• [Problem requirements] Can you copy every one of the records below word for word?

>> Begin

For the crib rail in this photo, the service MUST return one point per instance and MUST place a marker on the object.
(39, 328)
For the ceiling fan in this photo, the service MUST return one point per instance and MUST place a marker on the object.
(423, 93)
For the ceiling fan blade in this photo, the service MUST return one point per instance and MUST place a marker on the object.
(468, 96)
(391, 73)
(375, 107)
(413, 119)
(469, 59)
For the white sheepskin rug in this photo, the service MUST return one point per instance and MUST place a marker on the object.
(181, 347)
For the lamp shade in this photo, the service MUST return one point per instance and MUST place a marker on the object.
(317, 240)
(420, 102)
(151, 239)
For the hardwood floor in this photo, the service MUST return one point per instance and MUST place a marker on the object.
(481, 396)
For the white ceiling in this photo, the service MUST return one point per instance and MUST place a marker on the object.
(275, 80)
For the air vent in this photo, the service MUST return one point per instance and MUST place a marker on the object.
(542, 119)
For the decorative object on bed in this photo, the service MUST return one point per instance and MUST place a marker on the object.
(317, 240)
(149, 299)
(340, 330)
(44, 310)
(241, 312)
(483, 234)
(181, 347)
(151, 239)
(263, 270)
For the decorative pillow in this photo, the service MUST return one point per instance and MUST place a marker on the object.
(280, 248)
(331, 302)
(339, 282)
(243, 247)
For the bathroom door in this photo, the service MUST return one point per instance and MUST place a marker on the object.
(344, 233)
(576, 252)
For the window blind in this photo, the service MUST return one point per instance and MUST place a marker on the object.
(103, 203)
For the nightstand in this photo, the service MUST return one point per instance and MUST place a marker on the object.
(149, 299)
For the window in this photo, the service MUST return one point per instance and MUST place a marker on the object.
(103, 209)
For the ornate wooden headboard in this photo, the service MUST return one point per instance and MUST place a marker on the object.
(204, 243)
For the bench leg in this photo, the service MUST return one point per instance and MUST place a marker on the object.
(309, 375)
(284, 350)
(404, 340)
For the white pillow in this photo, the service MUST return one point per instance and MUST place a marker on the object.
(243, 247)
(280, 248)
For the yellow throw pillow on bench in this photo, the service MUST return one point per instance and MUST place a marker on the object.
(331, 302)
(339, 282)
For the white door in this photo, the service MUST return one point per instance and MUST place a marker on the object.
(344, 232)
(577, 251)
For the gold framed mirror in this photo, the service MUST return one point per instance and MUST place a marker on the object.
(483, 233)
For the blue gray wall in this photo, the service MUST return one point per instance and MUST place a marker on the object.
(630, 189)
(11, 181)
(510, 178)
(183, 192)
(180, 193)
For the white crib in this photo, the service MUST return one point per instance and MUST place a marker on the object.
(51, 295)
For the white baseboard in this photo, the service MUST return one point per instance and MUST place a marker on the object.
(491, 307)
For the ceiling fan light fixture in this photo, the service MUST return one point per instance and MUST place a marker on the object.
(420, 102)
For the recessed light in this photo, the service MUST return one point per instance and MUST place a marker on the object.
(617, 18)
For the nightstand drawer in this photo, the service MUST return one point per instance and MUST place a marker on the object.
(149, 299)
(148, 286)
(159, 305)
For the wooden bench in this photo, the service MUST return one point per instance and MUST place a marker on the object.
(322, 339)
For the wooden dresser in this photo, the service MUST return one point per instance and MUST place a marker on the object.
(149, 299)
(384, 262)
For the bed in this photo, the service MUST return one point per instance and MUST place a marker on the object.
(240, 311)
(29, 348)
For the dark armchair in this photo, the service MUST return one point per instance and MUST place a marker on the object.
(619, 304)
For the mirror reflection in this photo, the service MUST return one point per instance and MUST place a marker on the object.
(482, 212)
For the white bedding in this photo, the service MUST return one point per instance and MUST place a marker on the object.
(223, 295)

>> End

• [Written solution]
For the crib rail in this photo, the service MUST return one point per instance and MUST place a marker on the object.
(39, 328)
For the ceiling fan in this photo, the service MUST return one point per instance and MUST place a marker on the object.
(423, 93)
For the ceiling fan blade in this photo, the service MUST return one point per instance and MUST place a marker on the object.
(468, 96)
(391, 73)
(375, 107)
(413, 119)
(469, 59)
For the white sheepskin rug in this photo, the service MUST return one point per instance and MUST place a marker on the object.
(181, 347)
For the lamp shade in this photo, the service MUST return one point per instance and MUST place a marker on the object.
(317, 240)
(420, 102)
(151, 239)
For the hardwood floor in this photo, the service MUST return one point per instance and MUST place a marker on the object.
(481, 396)
For the white ceiling in this photo, the service MUST return one point per instance and MUST place a marker on the object.
(275, 80)
For the air vent in this photo, the service MUST return one point per instance and MUST place a marker on the object.
(542, 119)
For the decorative object on bed in this photo, the service MUST return one point per instance and MUST place a marker on the object.
(317, 240)
(149, 299)
(340, 330)
(44, 310)
(241, 312)
(483, 234)
(181, 347)
(151, 239)
(263, 270)
For the decorative pillow in this photo, the service MUST return one point per instance and MUST place a marker on the object.
(280, 248)
(331, 302)
(339, 282)
(243, 247)
For the bathroom door in this photo, the service MUST return one point per instance and MUST place a marker on the object.
(344, 233)
(576, 252)
For the window blind in this photo, the service MUST return one point per instance and MUST place a marker on the object.
(103, 203)
For the nightstand in this photo, the service MUST return one point per instance and MUST place a marker on the object.
(149, 299)
For the window in this photo, the service MUST return one point per instance and MUST place a marker on the object.
(103, 209)
For the ornate wooden headboard in this photo, the service MUST return one point per instance and MUST place a marker on the object.
(204, 243)
For the bench leg in this photo, the service MUST return one point per instance and MUST place a marker on the object.
(309, 375)
(284, 350)
(404, 340)
For the white pillow in this photo, the service MUST return one point per instance and MUST place a marker on the object.
(243, 247)
(280, 248)
For the yellow throw pillow on bench in this photo, the service MUST return one point per instance and MUST place a marker on the object.
(331, 302)
(339, 282)
For the white door in this photo, the service MUST return one point per instance and MUST place a marker on the object.
(344, 232)
(577, 251)
For the gold framed mirror in this photo, the service MUST return one point per instance and MUST place a marker on the object.
(483, 233)
For the blue gray wall in this photo, the service MUST return one point per instance and MUST place a marker on the object.
(630, 189)
(11, 181)
(510, 178)
(183, 192)
(180, 193)
For the white crib in this photo, the service MUST return one point per instance and MUST place a marker on the object.
(51, 295)
For the white baseboard in this photo, the service MUST return one point per instance and MUST place a marker on the object.
(491, 307)
For the ceiling fan light fixture in this photo, the service MUST return one point per instance and MUST place a marker on the object.
(420, 102)
For the recessed light in this photo, the service MUST return one point per instance and MUST place a marker on the object.
(617, 18)
For the nightstand drawer in this photo, the service MUST return one point per instance and MUST place a marker on the object.
(149, 299)
(148, 286)
(159, 305)
For the wooden bench in this photo, the service MUST return one point per instance and MUST place a marker on the object.
(322, 339)
For the wooden dresser in this photo, the service MUST return one point per instance and MUST place a marker on the object.
(149, 299)
(384, 262)
For the bed in this photo, the service MUST return one point per instance and MUST place a marker on the object.
(240, 311)
(29, 348)
For the dark armchair in this photo, the service MUST return one point per instance and MUST place a marker on the object.
(619, 304)
For the mirror reflection in this photo, the service MUST return one point per instance and MUST place a marker on the object.
(482, 212)
For the white bedding in this photo, the service MUST return one point per instance and MUST place a marker on the object.
(223, 295)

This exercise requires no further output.